◆ TASK:
Find the line containing "[mark] tan puffer". Return it and every line after it, unchanged, up to and including the last line.

-- Begin DATA SHOWN --

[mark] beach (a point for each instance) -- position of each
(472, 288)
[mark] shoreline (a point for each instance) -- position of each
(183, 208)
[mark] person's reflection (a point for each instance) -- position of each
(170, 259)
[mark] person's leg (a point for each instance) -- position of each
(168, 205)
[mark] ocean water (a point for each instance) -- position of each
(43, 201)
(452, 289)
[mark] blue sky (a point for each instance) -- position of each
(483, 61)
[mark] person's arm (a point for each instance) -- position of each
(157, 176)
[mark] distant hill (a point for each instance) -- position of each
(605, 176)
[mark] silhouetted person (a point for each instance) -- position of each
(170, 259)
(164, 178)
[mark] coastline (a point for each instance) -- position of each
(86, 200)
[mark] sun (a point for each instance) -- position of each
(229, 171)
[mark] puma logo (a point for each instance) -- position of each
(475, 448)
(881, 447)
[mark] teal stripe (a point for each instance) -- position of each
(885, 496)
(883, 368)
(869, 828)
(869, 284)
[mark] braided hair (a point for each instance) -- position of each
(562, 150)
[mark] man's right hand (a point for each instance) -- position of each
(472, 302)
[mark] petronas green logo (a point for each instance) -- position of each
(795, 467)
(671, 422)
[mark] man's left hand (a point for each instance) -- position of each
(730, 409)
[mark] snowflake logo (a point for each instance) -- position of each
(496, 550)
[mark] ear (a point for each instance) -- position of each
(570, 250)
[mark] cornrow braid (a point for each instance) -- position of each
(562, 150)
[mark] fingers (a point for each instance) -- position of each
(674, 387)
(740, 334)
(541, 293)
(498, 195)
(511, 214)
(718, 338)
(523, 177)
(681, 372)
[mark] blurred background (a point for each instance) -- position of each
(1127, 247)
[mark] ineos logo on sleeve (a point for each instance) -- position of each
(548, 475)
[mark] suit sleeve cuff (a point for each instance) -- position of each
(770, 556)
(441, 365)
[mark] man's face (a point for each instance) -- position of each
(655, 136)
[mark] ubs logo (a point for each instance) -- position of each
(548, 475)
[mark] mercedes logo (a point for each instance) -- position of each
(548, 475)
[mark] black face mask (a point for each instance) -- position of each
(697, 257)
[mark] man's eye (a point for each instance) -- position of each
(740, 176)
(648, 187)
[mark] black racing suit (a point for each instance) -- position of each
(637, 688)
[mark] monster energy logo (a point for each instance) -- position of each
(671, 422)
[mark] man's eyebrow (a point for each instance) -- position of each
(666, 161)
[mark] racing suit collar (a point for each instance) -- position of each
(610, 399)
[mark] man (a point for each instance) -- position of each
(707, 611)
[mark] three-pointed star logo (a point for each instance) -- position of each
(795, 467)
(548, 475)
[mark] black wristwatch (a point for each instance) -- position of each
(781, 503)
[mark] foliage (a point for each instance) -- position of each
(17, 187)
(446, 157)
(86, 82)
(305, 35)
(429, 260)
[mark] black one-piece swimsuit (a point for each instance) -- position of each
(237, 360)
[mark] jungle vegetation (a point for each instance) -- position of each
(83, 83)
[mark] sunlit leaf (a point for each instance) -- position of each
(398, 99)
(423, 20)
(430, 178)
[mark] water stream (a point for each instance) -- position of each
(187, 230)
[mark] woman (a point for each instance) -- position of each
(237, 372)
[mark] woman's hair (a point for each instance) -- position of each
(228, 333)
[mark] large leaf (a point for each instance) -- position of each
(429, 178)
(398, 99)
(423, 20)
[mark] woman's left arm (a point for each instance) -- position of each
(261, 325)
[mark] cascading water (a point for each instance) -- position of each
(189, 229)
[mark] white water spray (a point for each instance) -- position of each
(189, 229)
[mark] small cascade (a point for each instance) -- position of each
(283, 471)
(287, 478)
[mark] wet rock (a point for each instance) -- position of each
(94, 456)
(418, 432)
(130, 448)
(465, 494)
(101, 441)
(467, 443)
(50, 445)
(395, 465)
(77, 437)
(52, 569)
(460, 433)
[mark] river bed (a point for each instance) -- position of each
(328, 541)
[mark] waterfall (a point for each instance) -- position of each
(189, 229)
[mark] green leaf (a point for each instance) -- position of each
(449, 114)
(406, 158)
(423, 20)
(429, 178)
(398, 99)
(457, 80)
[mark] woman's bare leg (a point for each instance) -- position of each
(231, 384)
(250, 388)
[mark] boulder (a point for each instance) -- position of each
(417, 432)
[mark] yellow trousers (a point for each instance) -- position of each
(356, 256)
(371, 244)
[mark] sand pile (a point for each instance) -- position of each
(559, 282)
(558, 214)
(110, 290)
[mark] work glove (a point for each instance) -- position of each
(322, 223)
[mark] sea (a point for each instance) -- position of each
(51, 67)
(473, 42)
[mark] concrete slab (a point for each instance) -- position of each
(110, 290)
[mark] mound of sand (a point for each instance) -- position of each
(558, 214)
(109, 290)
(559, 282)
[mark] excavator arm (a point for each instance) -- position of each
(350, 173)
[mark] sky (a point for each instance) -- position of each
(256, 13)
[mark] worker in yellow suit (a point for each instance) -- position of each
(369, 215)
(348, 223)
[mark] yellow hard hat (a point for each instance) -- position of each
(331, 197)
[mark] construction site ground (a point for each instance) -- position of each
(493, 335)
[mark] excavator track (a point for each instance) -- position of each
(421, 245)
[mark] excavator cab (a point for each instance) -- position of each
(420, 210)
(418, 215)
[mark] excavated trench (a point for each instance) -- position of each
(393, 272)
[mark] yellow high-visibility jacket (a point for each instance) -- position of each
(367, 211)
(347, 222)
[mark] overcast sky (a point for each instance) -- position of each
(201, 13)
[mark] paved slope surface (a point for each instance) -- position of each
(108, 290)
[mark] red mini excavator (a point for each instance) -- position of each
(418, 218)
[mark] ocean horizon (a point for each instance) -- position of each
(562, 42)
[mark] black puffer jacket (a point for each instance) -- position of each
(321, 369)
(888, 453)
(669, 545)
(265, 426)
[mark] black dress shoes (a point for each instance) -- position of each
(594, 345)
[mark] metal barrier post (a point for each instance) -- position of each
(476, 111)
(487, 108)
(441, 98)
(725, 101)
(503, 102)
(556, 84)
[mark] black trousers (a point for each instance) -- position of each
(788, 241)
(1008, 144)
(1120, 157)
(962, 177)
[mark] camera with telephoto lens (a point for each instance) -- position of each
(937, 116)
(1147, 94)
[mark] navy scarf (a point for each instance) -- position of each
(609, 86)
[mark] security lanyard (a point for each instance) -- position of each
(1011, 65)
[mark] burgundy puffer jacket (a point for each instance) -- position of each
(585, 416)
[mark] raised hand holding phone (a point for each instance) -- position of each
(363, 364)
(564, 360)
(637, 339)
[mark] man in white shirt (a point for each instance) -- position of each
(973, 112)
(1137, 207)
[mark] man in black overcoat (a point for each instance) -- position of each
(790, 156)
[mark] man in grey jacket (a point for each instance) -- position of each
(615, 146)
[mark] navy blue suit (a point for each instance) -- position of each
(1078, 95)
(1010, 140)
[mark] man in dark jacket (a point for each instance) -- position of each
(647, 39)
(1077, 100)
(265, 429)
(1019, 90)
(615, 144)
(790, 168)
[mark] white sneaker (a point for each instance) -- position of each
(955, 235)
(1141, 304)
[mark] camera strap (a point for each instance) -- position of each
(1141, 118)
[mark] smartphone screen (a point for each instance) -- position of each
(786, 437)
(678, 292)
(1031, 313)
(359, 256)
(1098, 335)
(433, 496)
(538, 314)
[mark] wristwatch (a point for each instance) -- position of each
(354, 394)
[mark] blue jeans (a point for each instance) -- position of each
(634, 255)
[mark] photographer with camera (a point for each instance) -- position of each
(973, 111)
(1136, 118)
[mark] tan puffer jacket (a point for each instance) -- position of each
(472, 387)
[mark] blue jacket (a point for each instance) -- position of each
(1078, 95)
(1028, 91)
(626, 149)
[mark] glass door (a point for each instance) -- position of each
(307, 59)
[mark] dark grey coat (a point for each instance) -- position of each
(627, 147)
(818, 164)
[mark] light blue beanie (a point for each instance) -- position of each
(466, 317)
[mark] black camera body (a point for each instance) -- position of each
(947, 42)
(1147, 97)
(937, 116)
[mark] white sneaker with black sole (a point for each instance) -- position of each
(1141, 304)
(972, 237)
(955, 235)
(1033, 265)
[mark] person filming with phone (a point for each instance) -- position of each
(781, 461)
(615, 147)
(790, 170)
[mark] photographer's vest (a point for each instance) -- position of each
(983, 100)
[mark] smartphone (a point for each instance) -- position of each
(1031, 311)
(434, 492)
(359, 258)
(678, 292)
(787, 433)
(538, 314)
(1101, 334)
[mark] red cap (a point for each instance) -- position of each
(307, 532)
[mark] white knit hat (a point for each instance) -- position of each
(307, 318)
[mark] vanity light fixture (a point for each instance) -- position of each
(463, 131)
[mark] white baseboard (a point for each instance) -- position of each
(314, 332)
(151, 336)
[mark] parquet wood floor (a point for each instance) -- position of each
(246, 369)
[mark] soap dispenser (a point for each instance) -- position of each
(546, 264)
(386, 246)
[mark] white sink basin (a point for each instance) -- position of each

-- End DATA SHOWN --

◆ ANSWER:
[mark] tan puffer jacket (a point for each instance) -- position of each
(472, 387)
[mark] blue jacket (a point for each instance) -- position of each
(1078, 95)
(1028, 91)
(626, 149)
[mark] glass door (a point for each instance) -- position of each
(307, 59)
[mark] dark grey coat (a point for each instance) -- position of each
(627, 147)
(818, 164)
[mark] light blue beanie (a point for each instance) -- position of each
(466, 317)
[mark] black camera body (a point for each instance) -- position of each
(947, 42)
(1147, 97)
(937, 116)
[mark] white sneaker with black sole (a point for each instance) -- position of each
(1141, 304)
(972, 237)
(955, 235)
(1033, 265)
[mark] person filming with phone (a point for each instance) -- position of each
(781, 461)
(615, 147)
(790, 170)
[mark] photographer's vest (a point for each instance) -- position of each
(983, 100)
[mark] smartphone (a point for each instance) -- position of each
(1031, 311)
(434, 492)
(359, 258)
(678, 292)
(787, 433)
(538, 314)
(1101, 334)
[mark] red cap (a point for each instance) -- position of each
(307, 532)
[mark] white knit hat (a point for each instance) -- position of each
(307, 318)
[mark] vanity light fixture (a point for each instance) -- position of each
(463, 131)
[mark] white baseboard (a point for each instance) -- position of each
(314, 332)
(151, 336)
[mark] parquet wood floor (a point for each instance) -- position of each
(246, 369)
[mark] soap dispenser (a point for each instance) -- position of each
(546, 264)
(386, 246)
[mark] white sink basin (a point for each instance) -- position of each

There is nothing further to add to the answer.